* _GIVEN TASK_
Reproduce the data from its start through the line containing "<point>835,140</point>", keeping every line, request included. Rescale each point coordinate in the answers by multiplying it by 0.6 and rounding to a whole number, with halves rounded up.

>>

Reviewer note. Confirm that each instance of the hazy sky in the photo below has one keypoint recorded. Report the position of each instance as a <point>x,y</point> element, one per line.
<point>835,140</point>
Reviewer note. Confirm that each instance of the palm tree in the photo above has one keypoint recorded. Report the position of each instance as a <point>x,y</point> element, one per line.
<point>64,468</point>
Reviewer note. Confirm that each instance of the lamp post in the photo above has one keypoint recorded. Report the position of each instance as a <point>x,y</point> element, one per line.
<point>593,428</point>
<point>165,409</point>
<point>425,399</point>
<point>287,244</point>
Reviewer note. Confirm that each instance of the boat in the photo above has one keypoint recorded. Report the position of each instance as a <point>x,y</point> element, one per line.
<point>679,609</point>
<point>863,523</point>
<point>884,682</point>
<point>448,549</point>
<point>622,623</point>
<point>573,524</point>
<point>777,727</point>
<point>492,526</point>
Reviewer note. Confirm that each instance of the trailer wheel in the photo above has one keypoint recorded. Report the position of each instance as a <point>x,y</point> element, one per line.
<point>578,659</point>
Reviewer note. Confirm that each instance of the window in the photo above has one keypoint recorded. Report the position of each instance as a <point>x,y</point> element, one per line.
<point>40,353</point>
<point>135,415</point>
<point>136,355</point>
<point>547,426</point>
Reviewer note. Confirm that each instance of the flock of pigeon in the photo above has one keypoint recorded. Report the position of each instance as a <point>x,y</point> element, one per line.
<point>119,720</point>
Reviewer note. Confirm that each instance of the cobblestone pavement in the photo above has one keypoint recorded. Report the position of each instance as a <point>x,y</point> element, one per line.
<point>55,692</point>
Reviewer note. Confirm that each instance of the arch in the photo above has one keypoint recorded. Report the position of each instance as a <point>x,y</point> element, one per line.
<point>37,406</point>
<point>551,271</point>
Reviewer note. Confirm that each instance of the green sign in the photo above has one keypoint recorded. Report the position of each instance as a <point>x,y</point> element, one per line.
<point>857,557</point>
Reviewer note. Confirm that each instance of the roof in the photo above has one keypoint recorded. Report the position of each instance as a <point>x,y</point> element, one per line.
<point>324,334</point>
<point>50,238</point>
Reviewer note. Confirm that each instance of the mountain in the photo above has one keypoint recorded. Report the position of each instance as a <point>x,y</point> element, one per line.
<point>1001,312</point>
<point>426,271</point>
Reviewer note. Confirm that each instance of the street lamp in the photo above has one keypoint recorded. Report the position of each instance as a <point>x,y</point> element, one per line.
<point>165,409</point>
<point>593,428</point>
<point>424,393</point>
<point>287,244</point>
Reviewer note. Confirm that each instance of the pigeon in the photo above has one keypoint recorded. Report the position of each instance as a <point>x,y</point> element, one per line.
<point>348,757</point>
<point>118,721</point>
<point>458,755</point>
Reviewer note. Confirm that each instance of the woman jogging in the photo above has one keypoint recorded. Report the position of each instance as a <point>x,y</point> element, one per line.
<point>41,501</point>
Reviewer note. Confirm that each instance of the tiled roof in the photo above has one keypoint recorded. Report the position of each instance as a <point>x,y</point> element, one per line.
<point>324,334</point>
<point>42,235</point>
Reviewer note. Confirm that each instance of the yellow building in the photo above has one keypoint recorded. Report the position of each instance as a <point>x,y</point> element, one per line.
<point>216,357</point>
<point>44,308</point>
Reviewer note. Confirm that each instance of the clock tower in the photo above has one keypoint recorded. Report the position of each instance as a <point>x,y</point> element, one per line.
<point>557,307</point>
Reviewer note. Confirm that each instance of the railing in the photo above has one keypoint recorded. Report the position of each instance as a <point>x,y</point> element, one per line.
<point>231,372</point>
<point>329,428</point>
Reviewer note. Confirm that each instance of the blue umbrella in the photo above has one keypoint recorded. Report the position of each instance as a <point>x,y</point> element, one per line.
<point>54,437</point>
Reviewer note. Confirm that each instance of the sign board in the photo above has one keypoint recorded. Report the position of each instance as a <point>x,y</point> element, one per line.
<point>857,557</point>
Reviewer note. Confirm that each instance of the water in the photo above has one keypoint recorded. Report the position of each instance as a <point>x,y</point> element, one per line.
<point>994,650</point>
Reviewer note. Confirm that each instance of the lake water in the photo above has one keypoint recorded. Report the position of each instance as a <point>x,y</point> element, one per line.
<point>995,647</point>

<<

* _RESPONSE BELOW_
Reviewer note. Confirm that each instance of the hazy sky in the photo below has one keypoint recorded. Report the position of each instance as a <point>x,y</point> element, one per line.
<point>501,84</point>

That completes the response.